Reproduce each of the following entries verbatim, line for line, with nothing added or omitted.

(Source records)
(begin)

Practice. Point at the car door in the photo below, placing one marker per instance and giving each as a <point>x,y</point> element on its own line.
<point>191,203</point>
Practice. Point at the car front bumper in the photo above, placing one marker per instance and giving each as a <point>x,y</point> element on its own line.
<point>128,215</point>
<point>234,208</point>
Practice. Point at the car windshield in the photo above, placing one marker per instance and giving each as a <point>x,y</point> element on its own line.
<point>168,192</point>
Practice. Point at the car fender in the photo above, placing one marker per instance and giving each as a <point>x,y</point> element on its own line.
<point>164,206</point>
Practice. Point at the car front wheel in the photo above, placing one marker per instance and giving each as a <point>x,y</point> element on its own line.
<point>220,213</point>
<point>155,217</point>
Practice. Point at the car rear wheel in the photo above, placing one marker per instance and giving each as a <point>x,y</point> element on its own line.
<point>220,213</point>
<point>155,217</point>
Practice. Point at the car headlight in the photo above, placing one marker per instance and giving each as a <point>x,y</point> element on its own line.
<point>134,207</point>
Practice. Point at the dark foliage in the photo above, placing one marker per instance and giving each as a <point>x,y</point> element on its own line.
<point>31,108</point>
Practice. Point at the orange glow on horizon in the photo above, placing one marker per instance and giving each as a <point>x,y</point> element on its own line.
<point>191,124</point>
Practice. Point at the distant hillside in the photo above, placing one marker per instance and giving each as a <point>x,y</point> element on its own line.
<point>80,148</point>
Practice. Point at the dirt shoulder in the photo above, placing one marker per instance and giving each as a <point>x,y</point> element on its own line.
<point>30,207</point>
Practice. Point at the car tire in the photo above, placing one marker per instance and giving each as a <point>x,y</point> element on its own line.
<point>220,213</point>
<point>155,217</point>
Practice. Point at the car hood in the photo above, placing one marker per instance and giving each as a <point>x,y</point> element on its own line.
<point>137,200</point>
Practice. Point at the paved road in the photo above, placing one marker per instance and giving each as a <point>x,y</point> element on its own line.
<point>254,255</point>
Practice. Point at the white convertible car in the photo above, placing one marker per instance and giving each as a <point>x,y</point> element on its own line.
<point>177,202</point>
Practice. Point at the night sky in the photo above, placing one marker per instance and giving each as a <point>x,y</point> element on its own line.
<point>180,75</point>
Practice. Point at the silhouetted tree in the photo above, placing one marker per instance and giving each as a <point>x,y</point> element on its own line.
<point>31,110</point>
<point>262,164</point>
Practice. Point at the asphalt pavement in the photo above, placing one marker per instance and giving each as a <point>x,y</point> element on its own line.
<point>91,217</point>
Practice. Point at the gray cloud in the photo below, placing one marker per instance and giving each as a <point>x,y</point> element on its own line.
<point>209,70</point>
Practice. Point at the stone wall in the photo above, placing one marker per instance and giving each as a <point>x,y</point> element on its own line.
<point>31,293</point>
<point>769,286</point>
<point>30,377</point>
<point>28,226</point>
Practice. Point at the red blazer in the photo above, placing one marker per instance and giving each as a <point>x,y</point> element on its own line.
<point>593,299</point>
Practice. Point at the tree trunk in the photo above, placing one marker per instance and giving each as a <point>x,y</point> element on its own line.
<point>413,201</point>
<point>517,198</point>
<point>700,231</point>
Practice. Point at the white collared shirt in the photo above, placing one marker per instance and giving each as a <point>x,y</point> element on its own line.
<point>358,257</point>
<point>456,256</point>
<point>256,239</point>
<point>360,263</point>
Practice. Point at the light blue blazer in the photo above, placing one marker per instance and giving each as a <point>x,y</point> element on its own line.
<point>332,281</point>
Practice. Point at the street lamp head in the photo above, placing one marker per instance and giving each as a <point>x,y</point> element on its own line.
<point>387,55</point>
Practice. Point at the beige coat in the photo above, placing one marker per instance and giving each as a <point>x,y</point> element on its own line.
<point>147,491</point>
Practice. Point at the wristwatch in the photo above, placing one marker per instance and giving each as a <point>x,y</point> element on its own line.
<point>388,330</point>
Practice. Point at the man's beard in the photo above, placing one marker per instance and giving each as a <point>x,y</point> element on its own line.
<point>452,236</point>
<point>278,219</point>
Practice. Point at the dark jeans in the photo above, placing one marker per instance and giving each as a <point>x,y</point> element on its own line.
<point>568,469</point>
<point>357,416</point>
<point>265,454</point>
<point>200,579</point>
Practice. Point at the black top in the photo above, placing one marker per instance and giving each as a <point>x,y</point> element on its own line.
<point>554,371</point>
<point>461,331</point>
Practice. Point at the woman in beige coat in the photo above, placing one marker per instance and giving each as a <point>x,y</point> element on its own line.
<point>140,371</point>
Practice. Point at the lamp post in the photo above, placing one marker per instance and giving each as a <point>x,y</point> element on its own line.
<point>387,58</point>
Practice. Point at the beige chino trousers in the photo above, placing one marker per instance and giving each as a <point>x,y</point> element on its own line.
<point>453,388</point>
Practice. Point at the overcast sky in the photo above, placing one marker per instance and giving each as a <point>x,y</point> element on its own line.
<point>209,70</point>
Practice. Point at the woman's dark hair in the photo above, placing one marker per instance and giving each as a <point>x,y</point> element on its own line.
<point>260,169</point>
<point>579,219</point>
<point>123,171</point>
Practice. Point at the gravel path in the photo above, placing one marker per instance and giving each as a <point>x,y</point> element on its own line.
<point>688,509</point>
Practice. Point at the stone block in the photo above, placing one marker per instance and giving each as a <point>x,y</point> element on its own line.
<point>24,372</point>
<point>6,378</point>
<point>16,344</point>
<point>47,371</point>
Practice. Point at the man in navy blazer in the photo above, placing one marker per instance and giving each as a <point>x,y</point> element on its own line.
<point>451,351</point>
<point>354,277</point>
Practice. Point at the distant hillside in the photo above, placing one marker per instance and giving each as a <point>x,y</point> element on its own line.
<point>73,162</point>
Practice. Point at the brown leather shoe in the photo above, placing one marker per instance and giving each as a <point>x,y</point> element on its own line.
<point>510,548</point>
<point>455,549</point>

(end)

■ **Answer in full**
Practice. Point at the car door in the photo below, placing one marker per instance and giving each as a <point>x,y</point> element on its own line.
<point>191,203</point>
Practice. Point at the car front bumper in the photo above, placing one marker per instance and giving each as a <point>x,y</point> element on its own line.
<point>128,215</point>
<point>234,208</point>
Practice. Point at the car windshield in the photo above, placing one marker per instance and giving each as a <point>x,y</point> element on its own line.
<point>168,192</point>
Practice. Point at the car fender in the photo above, placing one marker per instance and giving each as a <point>x,y</point> element on its own line.
<point>164,206</point>
Practice. Point at the car front wheel in the photo above, placing one marker per instance and giving each as a <point>x,y</point> element on its own line.
<point>220,213</point>
<point>155,217</point>
Practice. Point at the car rear wheel in the photo above, placing one marker per instance and giving each as a <point>x,y</point> element on its own line.
<point>220,213</point>
<point>155,217</point>
Practice. Point at the car headlight in the photo above, placing one marker per instance and giving each as a <point>x,y</point> element on its own line.
<point>134,207</point>
Practice. Point at the dark foliage in the photo above, placing one marker per instance and giving each as a <point>x,y</point> element on its own line.
<point>31,108</point>
Practice. Point at the orange glow on horizon in the photo above, placing one marker per instance and giving each as a <point>x,y</point> element on its own line.
<point>191,124</point>
Practice. Point at the distant hillside in the photo above, placing one marker per instance and giving each as a <point>x,y</point> element on its own line.
<point>80,148</point>
Practice. Point at the dirt shoulder in the photo above, placing one marker per instance and giving each as a <point>x,y</point> element on its own line.
<point>30,207</point>
Practice. Point at the car tire in the photo above, placing one marker per instance and giving each as a <point>x,y</point> element on its own line.
<point>220,213</point>
<point>155,217</point>
Practice. Point at the car hood in the photo above, placing one marker per instance and giving each as a <point>x,y</point> element on its own line.
<point>137,200</point>
Practice. Point at the paved road in the photo above, placing one marker per instance and giving each as a <point>x,y</point> element on its own line.
<point>254,255</point>
Practice. Point at the white convertible car in the photo above, placing one marker per instance and giving each as a <point>x,y</point> element on its own line.
<point>177,202</point>
Practice. Point at the night sky in the photo above, placing one marker per instance and giving each as a <point>x,y</point> element on its own line.
<point>180,75</point>
Practice. Point at the silhouetted tree in the photo above, placing one marker per instance and giving each as a <point>x,y</point> element on its own line.
<point>31,110</point>
<point>262,164</point>
Practice. Point at the asphalt pavement in the photo above, placing one marker per instance and giving each as a <point>x,y</point> element on its own line.
<point>91,217</point>
Practice. Point at the gray cloud in the photo below, placing one marker per instance and giving each as a <point>x,y</point> element on its own line.
<point>209,70</point>
Practice. Point at the stone wall in the photo above, placing one marker per instance and giving each as a <point>x,y</point> element on its own line.
<point>31,293</point>
<point>769,286</point>
<point>30,377</point>
<point>28,226</point>
Practice. Point at the red blazer in the photo above, placing one marker per instance and giving each as a <point>x,y</point> element on its own line.
<point>593,299</point>
Practice. Point at the tree trunk in the photo above, placing one marker per instance and giving each as a <point>x,y</point> element on its own line.
<point>413,201</point>
<point>517,198</point>
<point>700,231</point>
Practice. Point at the white collared shirt in the photo above, placing one marker per instance and giving each as a <point>x,y</point> element on its own line.
<point>358,257</point>
<point>456,256</point>
<point>256,239</point>
<point>360,263</point>
Practice. Point at the light blue blazer in the photo above, placing one marker per instance and giving each as a <point>x,y</point> element on its own line.
<point>332,281</point>
Practice. Point at the street lamp head in the photo above, placing one marker per instance and giving each as a <point>x,y</point> element on its own line.
<point>387,55</point>
Practice. Point at the beige coat in the photo above, placing one marker per instance and giving each as a <point>x,y</point> element on its own line.
<point>147,491</point>
Practice. Point at the wristwatch in the photo above, placing one marker per instance and giving each as a <point>x,y</point> element on its own line.
<point>388,330</point>
Practice. Point at the man's beard in the photo above, placing one marker per instance and giving each as a <point>x,y</point> element on its own line.
<point>452,236</point>
<point>278,219</point>
Practice. Point at the dark jeans in the photo above, placing one marker per instance and giving each as a <point>x,y</point> element on its own line.
<point>568,469</point>
<point>357,416</point>
<point>265,454</point>
<point>200,579</point>
Practice. Point at the black top in the photo above, placing one marker per instance and giving each as a <point>x,y</point> element on its own line.
<point>554,371</point>
<point>461,331</point>
Practice. Point at the woman in beige coat in the photo above, placing one marker per instance and giving each as a <point>x,y</point> element on its own line.
<point>140,371</point>
Practice. Point at the lamp post in the photo above, placing one marker per instance and giving each as a <point>x,y</point> element on its own line.
<point>387,58</point>
Practice. Point at the beige chino trousers in the photo above, placing one marker per instance and giving each as a <point>x,y</point> element on its own line.
<point>453,388</point>
Practice. Point at the overcast sky in the photo above, placing one marker per instance and giving each as a <point>x,y</point> element on its own line.
<point>209,70</point>
Practice. Point at the woman's dark hair in the photo above, placing one marker per instance and giving each as a <point>x,y</point> element on its own line.
<point>260,169</point>
<point>579,219</point>
<point>123,171</point>
Practice. Point at the gravel path in the photo above, placing one marker per instance and giving each as a <point>x,y</point> element on its own line.
<point>688,509</point>
Practice. Point at the stone block in the photo above, placing one marker per instance and giving each as a <point>x,y</point> element on its own line.
<point>24,372</point>
<point>6,378</point>
<point>16,344</point>
<point>47,371</point>
Practice. Point at the man in navy blazer in the photo above, placing one marker per instance and giving each as a <point>x,y</point> element on its own line.
<point>451,351</point>
<point>354,277</point>
Practice. Point at the distant hillside in the photo above, placing one marker per instance and giving each as a <point>x,y</point> element on its own line.
<point>73,162</point>
Practice. Point at the brown leather shoe in the photo above, placing one marker per instance and giving each as a <point>x,y</point> element on its own line.
<point>510,548</point>
<point>455,549</point>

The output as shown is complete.